→ Text provided
Episode 4 of The Acolyte, “Day,” doesn’t only have a short title. At a little less than 27 minutes, not counting credits and “previously on,” it’s shorter than any episode of Andor, Obi-Wan Kenobi, or The Book of Boba Fett, and over almost as quickly as the most concise episodes of The Mandalorian. Which, in this case, is incredibly cruel, because the last minute is when it gets good. If Walt Disney did say “Always leave them wanting more,” as he’s sometimes reputed to have, then he would have approved of how this latest addition to his eponymous streaming service ends.

Of course, there’s no corollary that says you can’t make them want more before it’s time to leave. And on that score, “Day” gets more mixed results. In The Phantom Menace, a movie about the Sith at last revealing themselves to the Jedi, a fantastic climax obscured some of the serious flaws that preceded it. In “Day,” an episode about the Sith (presumably) revealing themselves to the Jedi (well, some of them), excitement about the big finish might overshadow some problems with the build-up—though this time, even the lightsaber-studded conclusion is more cliff-hanger than climax.

Last week’s episode almost certainly wasn’t the last time The Acolyte will take us back to the Brendok of yore, but any further flashbacks will wait for the back half of the season. In “Day,” directed by Alex Garcia Lopez and written by Claire Kiechel and Kor Adana (a name straight out of Star Wars), the good guys and bad guys—though who’s to say which is which—converge on Khofar, Kelnacca’s forest retreat. The Wookiee, it seems, has quiet quit the Jedi order: He may not have taken the Barash Vow, like his late buddy Torbin*, but he’s living in the wilderness and sending all messages straight to his holomail.

*This just occurred to me: Torbin is a Padawan in Episode 3’s flashback, which took place 16 years before present events. Sixteen years later, he’s a master. Yet in Episode 2, we learn that he “hasn’t spoken to anyone in over 10 years.” Did he become a master while he was silently hovering in midair and waiting for Mae to bring him Bunta? If not, and he made Master before he Barash’d, how did he climb the Jedi ranks so quickly, even as he was seemingly suffering from crushing remorse? Did whatever happened on Brendok put him on the fast track to promotion, contributing to his guilt?

Kelnacca’s Walden-esque seclusion might seem fit for the ’Gram—he’d probably be a big vanlifer if he weren’t so, well, big—but his #JediGoals lifestyle hides what appears to be a painful preoccupation with the past. Like a True Detective protagonist surrounded by Carcosa spirals, Kelnacca lives inside a stone ruin whose walls he’s adorned with the symbols of the Aniseya coven. Clearly, he’s still trying to come to terms with whatever went down on Brendok. But as with Torbin, only death will deliver him from his still-unspecified regrets.

Mae is heading to Khofar to kill Kelnacca, accompanied by Qimir, who just so happens to know where the Wookiee is. In addition to being just a regular guy who’s trying to have a good time, Qimir sure is handy to have around when you’re trying to assassinate a Jedi. (Nothing suspicious to see here!) The Jedi are heading to Khofar to warn Kelnacca that Mae is coming to kill him—and, hopefully, to intercept and peacefully apprehend Osha’s long-lost sister. Looks as though there’ll be more pain, because there’s gonna be a showdown.

→ Data supplied
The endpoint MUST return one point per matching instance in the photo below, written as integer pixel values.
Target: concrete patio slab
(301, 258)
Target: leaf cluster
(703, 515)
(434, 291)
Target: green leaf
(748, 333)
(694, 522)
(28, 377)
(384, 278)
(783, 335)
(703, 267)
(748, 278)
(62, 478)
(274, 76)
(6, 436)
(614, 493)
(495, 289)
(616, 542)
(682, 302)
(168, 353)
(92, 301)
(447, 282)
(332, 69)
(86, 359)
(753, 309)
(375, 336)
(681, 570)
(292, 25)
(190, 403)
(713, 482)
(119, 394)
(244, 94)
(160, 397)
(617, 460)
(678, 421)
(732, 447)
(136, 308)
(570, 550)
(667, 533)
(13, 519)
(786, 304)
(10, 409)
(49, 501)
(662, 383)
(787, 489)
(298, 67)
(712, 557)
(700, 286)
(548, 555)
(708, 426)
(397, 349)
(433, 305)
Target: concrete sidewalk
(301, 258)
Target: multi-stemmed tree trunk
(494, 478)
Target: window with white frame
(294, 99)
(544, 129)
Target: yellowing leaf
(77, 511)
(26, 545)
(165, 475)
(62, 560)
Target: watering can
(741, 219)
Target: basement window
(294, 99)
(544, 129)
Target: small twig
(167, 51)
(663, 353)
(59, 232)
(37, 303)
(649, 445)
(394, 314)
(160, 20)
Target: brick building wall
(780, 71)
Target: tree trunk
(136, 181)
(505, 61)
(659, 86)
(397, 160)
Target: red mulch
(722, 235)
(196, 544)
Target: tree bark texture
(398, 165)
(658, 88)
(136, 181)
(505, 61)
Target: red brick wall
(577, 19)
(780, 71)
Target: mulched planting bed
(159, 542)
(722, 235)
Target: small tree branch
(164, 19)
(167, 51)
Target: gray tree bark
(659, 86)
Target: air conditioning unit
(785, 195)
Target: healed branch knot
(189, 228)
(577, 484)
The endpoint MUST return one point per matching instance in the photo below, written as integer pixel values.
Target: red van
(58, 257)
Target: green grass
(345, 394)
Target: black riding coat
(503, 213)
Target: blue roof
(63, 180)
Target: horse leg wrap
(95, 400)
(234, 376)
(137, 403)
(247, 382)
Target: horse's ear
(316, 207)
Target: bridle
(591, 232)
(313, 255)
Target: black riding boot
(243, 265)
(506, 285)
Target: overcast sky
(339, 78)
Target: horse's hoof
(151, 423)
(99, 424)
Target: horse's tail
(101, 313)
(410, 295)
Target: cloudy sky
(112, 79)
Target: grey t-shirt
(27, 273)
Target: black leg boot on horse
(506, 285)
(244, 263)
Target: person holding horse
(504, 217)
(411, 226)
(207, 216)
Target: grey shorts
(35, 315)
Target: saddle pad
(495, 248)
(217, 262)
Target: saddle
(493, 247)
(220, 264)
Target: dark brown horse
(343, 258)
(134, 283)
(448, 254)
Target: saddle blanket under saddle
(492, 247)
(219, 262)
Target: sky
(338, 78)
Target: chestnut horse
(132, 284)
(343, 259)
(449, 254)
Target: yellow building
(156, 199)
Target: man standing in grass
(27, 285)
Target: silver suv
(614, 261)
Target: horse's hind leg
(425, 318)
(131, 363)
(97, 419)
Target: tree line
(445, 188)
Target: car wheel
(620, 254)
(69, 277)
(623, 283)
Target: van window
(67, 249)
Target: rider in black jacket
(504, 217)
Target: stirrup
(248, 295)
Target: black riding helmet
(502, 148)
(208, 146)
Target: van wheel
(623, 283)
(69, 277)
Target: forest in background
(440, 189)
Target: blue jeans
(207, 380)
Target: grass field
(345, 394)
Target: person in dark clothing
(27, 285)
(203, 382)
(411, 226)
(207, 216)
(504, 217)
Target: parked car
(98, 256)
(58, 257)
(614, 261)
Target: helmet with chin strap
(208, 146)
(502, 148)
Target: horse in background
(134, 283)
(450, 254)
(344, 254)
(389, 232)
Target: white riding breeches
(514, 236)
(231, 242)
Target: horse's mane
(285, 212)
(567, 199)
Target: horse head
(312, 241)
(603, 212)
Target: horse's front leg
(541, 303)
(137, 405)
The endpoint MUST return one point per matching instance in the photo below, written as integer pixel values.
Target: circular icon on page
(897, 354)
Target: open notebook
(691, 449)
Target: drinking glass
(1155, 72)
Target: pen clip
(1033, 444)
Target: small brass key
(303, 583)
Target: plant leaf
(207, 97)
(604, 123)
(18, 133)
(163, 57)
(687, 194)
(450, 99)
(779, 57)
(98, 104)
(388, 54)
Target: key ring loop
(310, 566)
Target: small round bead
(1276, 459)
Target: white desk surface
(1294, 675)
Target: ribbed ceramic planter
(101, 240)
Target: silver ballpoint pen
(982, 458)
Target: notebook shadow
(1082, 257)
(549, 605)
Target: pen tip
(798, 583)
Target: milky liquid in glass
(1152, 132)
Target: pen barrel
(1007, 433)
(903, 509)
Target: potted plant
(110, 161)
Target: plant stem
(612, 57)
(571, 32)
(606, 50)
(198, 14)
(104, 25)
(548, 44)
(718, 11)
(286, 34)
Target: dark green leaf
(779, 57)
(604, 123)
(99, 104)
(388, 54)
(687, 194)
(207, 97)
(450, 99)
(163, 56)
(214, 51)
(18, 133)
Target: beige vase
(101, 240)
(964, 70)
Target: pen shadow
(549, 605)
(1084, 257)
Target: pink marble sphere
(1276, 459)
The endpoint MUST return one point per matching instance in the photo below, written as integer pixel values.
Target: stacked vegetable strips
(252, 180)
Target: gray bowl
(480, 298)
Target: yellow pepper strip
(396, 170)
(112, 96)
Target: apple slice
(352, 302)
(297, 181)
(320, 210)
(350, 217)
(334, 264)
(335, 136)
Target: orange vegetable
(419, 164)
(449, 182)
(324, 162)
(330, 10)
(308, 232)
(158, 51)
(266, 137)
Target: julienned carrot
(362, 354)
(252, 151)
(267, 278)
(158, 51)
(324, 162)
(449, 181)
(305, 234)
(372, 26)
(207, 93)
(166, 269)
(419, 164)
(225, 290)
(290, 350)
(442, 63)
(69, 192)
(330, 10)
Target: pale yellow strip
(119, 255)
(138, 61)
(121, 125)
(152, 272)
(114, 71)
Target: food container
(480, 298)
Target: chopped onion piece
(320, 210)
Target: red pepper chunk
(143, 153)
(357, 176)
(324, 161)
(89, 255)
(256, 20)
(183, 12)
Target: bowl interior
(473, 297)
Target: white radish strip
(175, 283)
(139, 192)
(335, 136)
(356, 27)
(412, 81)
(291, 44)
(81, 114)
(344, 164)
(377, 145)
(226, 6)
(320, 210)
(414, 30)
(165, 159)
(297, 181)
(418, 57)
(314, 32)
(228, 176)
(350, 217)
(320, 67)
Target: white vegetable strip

→ What is asked
1. According to the review of The Acolyte's fourth episode, who directed "Day"?
2. From the review of The Acolyte's fourth episode, extract the passage that begins at the words "Mae is heading" and stops after "be a showdown.", copying it verbatim.

→ Solved problems
1. Alex Garcia Lopez directed "Day."

2.
Mae is heading to Khofar to kill Kelnacca, accompanied by Qimir, who just so happens to know where the Wookiee is. In addition to being just a regular guy who’s trying to have a good time, Qimir sure is handy to have around when you’re trying to assassinate a Jedi. (Nothing suspicious to see here!) The Jedi are heading to Khofar to warn Kelnacca that Mae is coming to kill him—and, hopefully, to intercept and peacefully apprehend Osha’s long-lost sister. Looks as though there’ll be more pain, because there’s gonna be a showdown.